WORK INSTRUCTIONS:
Find every line in the rows below that contains the string "buddha", and copy each of those lines.

Point labeling samples:
* START *
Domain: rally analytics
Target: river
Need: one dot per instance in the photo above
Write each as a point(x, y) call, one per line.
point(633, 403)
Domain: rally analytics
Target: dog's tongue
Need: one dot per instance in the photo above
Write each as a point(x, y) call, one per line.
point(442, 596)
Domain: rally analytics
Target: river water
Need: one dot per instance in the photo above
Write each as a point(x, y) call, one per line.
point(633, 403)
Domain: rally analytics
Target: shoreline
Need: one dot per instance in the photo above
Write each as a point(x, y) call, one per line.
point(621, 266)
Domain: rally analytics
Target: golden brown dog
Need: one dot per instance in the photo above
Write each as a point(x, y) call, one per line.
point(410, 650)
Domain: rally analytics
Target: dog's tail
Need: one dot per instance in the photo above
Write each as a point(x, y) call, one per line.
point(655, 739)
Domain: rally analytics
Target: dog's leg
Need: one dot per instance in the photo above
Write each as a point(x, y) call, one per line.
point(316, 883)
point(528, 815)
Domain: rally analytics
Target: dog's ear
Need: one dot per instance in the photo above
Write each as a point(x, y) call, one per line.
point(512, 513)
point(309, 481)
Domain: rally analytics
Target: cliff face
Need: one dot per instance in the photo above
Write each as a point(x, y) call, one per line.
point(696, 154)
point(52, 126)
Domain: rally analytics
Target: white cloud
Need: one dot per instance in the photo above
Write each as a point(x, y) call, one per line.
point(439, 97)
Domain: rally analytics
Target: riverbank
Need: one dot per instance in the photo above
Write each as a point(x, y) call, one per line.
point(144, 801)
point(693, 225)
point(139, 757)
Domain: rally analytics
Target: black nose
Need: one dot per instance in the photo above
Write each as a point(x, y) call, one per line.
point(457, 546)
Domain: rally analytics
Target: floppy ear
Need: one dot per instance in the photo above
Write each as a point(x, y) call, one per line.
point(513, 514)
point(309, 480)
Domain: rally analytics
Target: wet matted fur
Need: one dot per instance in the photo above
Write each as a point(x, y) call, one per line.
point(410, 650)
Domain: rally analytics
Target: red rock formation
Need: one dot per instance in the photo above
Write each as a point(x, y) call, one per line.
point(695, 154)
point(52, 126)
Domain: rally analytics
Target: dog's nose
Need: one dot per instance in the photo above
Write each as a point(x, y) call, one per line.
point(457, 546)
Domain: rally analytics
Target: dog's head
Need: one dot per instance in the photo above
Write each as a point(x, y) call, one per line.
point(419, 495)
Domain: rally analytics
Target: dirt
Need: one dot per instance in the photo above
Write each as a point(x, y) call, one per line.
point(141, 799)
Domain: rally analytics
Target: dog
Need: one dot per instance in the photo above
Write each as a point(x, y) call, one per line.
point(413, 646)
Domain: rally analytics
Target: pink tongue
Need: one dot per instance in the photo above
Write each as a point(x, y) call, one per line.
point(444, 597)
* END *
* START *
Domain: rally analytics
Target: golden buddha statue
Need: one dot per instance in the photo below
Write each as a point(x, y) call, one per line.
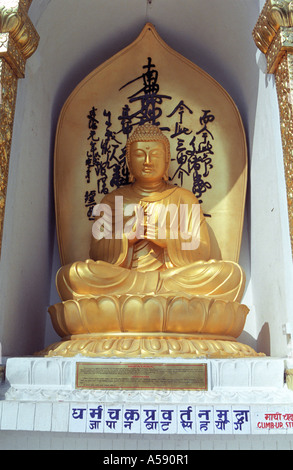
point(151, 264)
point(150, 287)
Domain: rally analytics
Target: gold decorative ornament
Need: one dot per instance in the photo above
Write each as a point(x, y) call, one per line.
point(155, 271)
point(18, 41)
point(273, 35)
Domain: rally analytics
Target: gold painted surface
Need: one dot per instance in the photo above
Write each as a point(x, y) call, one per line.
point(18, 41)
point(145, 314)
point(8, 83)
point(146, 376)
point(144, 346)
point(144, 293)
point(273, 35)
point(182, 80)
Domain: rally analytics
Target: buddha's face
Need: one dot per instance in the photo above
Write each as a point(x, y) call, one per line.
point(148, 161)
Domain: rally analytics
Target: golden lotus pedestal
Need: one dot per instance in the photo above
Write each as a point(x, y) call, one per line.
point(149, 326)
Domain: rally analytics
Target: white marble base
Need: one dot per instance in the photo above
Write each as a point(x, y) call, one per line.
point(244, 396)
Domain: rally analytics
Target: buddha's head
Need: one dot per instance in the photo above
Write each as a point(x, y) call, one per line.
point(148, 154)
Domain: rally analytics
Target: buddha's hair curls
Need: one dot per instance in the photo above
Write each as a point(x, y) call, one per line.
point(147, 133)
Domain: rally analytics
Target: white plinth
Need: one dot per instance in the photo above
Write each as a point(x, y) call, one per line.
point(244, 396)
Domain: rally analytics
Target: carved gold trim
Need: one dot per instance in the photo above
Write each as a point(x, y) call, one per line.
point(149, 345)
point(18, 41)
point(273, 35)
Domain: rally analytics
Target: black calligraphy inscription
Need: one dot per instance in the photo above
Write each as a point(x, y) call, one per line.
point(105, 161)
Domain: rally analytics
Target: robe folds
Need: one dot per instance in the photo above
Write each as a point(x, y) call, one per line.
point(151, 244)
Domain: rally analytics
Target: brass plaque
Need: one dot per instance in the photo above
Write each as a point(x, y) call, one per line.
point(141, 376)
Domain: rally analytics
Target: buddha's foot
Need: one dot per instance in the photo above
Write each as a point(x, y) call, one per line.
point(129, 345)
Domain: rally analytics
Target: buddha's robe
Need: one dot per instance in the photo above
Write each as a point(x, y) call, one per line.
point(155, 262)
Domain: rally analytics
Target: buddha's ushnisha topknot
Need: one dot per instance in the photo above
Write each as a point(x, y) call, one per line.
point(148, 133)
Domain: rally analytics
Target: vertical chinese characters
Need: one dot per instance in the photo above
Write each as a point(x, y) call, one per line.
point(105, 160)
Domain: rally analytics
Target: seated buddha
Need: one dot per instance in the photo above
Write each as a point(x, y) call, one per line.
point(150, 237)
* END *
WRITTEN RESPONSE:
Target: golden buddha statue
Target: buddha's face
Target: buddha's head
Target: buddha's hair curls
Target: buddha's foot
Target: buddha's robe
Target: buddha's ushnisha topknot
Target: seated buddha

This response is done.